- _WHAT TO DO_:
Quote the entries that follow exactly, leaving none out.

- _RECORDS SHOWN_:
*** Begin section ***
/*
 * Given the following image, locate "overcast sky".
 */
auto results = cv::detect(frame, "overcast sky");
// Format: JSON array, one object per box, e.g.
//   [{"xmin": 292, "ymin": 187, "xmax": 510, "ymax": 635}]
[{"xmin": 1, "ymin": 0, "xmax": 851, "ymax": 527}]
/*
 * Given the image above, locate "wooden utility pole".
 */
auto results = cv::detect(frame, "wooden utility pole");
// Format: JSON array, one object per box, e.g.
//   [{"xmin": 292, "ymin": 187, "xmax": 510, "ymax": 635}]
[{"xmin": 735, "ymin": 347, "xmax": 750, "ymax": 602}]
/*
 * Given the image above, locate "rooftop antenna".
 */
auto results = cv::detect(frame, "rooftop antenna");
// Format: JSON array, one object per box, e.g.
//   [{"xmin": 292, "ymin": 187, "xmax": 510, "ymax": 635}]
*** End section ***
- _TASK ANSWER_:
/*
 * Given the following image, locate "overcast sky".
 */
auto results = cv::detect(frame, "overcast sky");
// Format: JSON array, one object per box, e.g.
//   [{"xmin": 292, "ymin": 187, "xmax": 510, "ymax": 635}]
[{"xmin": 1, "ymin": 0, "xmax": 851, "ymax": 527}]
/*
 * Given the image above, locate "wooden utility pole".
 */
auto results = cv::detect(frame, "wooden utility pole");
// Format: JSON array, one object per box, e.g.
//   [{"xmin": 292, "ymin": 187, "xmax": 510, "ymax": 635}]
[{"xmin": 735, "ymin": 347, "xmax": 750, "ymax": 602}]
/*
 * Given the image above, locate "rooftop antenna".
 */
auto results = cv::detect(frame, "rooftop antenna");
// Format: JSON array, one object per box, e.g.
//   [{"xmin": 292, "ymin": 187, "xmax": 510, "ymax": 635}]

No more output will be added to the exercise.